**PROVIDED INFORMATION**

----

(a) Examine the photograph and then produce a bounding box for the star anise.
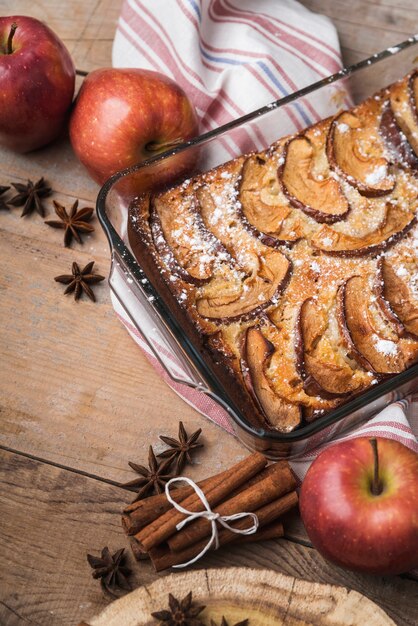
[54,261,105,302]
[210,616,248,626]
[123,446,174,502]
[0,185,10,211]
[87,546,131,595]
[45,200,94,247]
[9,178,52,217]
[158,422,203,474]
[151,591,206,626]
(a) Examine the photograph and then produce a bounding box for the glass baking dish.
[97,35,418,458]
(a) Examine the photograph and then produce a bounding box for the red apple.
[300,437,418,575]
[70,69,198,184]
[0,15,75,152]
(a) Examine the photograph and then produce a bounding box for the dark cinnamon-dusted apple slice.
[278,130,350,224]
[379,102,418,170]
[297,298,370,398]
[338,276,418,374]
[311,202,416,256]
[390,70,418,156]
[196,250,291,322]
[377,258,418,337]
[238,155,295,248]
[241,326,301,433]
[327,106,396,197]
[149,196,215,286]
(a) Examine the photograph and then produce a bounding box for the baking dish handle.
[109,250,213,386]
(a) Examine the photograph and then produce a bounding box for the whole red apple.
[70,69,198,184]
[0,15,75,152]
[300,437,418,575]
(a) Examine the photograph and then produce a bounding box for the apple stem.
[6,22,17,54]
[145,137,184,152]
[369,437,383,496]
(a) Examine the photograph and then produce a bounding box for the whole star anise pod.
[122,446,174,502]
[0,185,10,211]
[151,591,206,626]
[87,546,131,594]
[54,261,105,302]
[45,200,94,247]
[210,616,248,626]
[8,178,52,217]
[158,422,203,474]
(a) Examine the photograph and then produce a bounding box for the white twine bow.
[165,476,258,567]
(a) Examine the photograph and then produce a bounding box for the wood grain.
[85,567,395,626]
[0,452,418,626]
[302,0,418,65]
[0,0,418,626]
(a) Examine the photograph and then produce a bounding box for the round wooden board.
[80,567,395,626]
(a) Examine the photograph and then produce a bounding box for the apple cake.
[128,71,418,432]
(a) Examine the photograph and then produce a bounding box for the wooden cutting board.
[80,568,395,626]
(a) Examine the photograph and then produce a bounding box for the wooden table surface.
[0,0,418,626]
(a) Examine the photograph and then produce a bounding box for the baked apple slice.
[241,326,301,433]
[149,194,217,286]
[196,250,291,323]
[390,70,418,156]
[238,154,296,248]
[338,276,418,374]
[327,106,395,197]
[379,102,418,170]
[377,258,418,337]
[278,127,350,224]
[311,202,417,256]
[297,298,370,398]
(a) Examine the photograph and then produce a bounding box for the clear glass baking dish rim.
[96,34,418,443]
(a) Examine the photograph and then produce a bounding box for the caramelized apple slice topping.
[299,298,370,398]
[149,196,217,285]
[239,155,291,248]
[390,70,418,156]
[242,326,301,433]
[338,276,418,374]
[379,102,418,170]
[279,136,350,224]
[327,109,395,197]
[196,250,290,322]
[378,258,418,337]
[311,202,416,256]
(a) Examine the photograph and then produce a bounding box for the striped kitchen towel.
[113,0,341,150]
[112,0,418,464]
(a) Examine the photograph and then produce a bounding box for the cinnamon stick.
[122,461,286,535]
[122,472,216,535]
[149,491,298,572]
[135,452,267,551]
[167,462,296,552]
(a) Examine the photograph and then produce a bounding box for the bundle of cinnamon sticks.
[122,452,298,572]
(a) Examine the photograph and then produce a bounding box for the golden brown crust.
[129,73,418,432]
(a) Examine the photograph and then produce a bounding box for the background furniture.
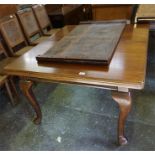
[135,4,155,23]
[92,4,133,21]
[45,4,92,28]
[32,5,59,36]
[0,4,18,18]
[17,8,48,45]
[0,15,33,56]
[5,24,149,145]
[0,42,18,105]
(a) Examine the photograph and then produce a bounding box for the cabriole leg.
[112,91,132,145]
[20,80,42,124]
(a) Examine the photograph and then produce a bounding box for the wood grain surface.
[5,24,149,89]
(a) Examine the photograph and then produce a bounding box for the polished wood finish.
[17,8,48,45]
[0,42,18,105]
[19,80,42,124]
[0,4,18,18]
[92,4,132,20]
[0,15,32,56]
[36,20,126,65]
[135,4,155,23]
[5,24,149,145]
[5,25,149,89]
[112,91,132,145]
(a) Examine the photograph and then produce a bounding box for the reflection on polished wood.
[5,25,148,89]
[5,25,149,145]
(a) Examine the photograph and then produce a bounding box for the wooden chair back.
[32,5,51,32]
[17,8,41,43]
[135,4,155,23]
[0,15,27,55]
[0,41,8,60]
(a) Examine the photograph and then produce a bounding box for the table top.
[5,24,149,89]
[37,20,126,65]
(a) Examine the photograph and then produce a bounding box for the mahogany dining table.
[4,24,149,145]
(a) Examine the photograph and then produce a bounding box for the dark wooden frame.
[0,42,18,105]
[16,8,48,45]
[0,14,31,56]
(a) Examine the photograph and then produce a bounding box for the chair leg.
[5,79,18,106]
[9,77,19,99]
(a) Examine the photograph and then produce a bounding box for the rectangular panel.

----

**PROBLEM TO WORK ON**
Please update the entries above, replacing "photograph" with "image" wherever it occurs and keeping everything else the same. Leave the pictures out of your answer.

**TASK ANSWER**
(a) Examine the image and then produce a bounding box for the star anise.
[54,261,105,302]
[210,616,248,626]
[123,446,174,502]
[0,185,10,211]
[87,546,131,595]
[45,200,94,247]
[9,178,52,217]
[158,422,203,474]
[151,591,206,626]
(a) Examine the image and then produce a bounding box for the glass baking dish.
[97,35,418,458]
(a) Examine the image and then produce a bounding box for the red apple.
[300,437,418,575]
[70,69,198,184]
[0,15,75,152]
(a) Examine the image and then produce a bounding box for the dark cinnamon-dusted apple slice.
[278,130,350,224]
[379,102,418,170]
[297,298,370,398]
[338,276,418,374]
[311,202,416,256]
[390,70,418,156]
[196,250,291,322]
[377,258,418,337]
[238,155,295,248]
[241,326,301,433]
[327,106,396,197]
[149,196,215,286]
(a) Examine the image and then produce a bounding box for the baking dish handle.
[109,250,213,386]
(a) Examine the image and then produce a bounding box for the whole red apple.
[70,69,198,184]
[0,15,75,152]
[300,437,418,575]
(a) Examine the image and then produce a bounding box for the apple stem.
[6,22,17,54]
[145,137,184,152]
[369,437,383,496]
(a) Examine the image and then produce a bounding box for the whole star anise pod.
[122,446,174,502]
[0,185,10,211]
[151,591,206,626]
[87,546,131,594]
[54,261,105,302]
[45,200,94,247]
[210,616,248,626]
[8,178,52,217]
[158,422,203,474]
(a) Examine the image and then produce a bounding box for the white twine bow.
[165,476,258,567]
(a) Examine the image and then produce a bounding box for the wood grain.
[85,567,395,626]
[0,452,418,626]
[302,0,418,65]
[0,0,418,626]
(a) Examine the image and then produce a bounding box for the round wooden board.
[80,567,395,626]
(a) Examine the image and then produce a bounding box for the apple cake.
[128,71,418,432]
(a) Examine the image and then produce a bounding box for the wooden cutting board.
[80,568,395,626]
(a) Examine the image and then produce a bounding box for the wooden table surface.
[0,0,418,626]
(a) Examine the image and then produce a bounding box for the baked apple slice.
[241,326,301,433]
[149,194,217,286]
[196,250,291,323]
[390,70,418,156]
[238,154,296,248]
[338,276,418,374]
[327,106,395,197]
[379,102,418,170]
[377,258,418,337]
[278,127,350,224]
[311,202,417,256]
[297,298,370,398]
(a) Examine the image and then produce a bounding box for the clear glass baking dish rim.
[96,34,418,443]
(a) Examine the image and then produce a bounding box for the caramelized apple slice topping.
[299,298,370,398]
[149,196,217,285]
[239,155,291,248]
[390,70,418,156]
[242,326,301,433]
[338,276,418,374]
[379,102,418,170]
[279,136,350,224]
[327,109,395,197]
[196,250,290,322]
[378,258,418,337]
[311,202,416,256]
(a) Examine the image and then produce a bounding box for the striped kitchen towel.
[113,0,341,150]
[112,0,418,464]
(a) Examine the image and then produce a bounding box for the cinnamon stick.
[122,461,286,535]
[122,472,216,535]
[149,491,298,572]
[135,452,267,551]
[167,462,296,552]
(a) Examine the image and then produce a bounding box for the bundle of cinnamon sticks.
[122,452,298,572]
(a) Examine the image and then produce a bounding box for the golden brown crust.
[129,73,418,432]
(a) Examine the image and then produce a bounding box for the background furniture.
[135,4,155,23]
[92,4,133,21]
[45,4,92,28]
[32,5,59,36]
[0,4,18,18]
[17,8,48,45]
[0,15,33,56]
[5,24,149,145]
[0,42,18,105]
(a) Examine the image and then produce a bounding box for the cabriole leg.
[112,91,132,145]
[20,80,42,124]
(a) Examine the image and then produce a bounding box for the wood grain surface.
[5,24,149,89]
(a) Examine the image and then produce a bounding box for the polished wood finish.
[17,8,48,45]
[0,42,18,105]
[19,80,42,124]
[0,4,18,18]
[92,4,132,20]
[0,15,32,56]
[36,20,126,65]
[135,4,155,23]
[5,24,149,145]
[5,25,149,89]
[112,91,132,145]
(a) Examine the image and then produce a bounding box for the reflection on polished wood.
[5,25,148,89]
[5,25,149,145]
(a) Examine the image and then produce a bounding box for the wooden chair back.
[32,5,51,32]
[17,8,41,43]
[135,4,155,23]
[0,15,27,55]
[0,41,8,60]
(a) Examine the image and then produce a bounding box for the table top.
[5,24,149,89]
[37,20,126,65]
(a) Examine the image and then produce a bounding box for the mahogany dining table.
[4,24,149,145]
(a) Examine the image and then produce a bounding box for the dark wooden frame.
[0,42,18,105]
[16,8,48,45]
[0,14,31,56]
(a) Examine the image and then produce a bounding box for the chair leg.
[5,79,18,106]
[9,77,19,99]
(a) Examine the image and then produce a bounding box for the rectangular panel.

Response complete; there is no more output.